Records contained in a dataset:
Start of Block

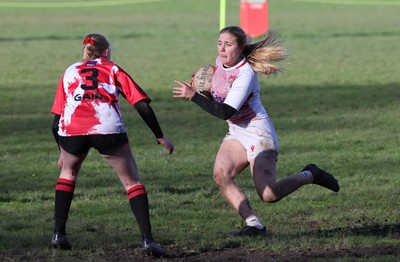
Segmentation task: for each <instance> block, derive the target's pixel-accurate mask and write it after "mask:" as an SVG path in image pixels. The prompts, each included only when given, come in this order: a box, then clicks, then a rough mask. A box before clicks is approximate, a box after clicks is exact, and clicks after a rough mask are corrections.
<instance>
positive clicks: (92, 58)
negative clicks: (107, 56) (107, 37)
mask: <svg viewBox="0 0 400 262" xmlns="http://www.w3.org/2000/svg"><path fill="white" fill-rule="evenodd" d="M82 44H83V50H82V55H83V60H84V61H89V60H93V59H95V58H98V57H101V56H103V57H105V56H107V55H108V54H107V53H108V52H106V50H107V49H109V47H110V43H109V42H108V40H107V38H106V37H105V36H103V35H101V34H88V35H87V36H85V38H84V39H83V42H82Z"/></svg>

End of Block

▶ _The task_: Reproduce the data above line for line, excluding every picture.

▶ _Problem solution_:
Segmentation task: for each <instance> block, derive the target's pixel-accurate mask and write it after "mask:" as an SVG path in image pixels. The prompts, each included only when given, come in this order: a box, then clicks, then a rough mask. A box before clicks is approximate, a box after clicks is exact, and clicks after a rough mask are corrections.
<instance>
positive clicks: (92, 58)
negative clicks: (107, 56) (107, 37)
mask: <svg viewBox="0 0 400 262" xmlns="http://www.w3.org/2000/svg"><path fill="white" fill-rule="evenodd" d="M82 44H83V50H82V55H83V60H84V61H89V60H93V59H95V58H98V57H101V56H103V57H105V56H107V55H108V54H107V53H108V52H106V50H107V49H109V47H110V43H109V42H108V40H107V38H106V37H105V36H103V35H101V34H88V35H87V36H85V38H84V39H83V42H82Z"/></svg>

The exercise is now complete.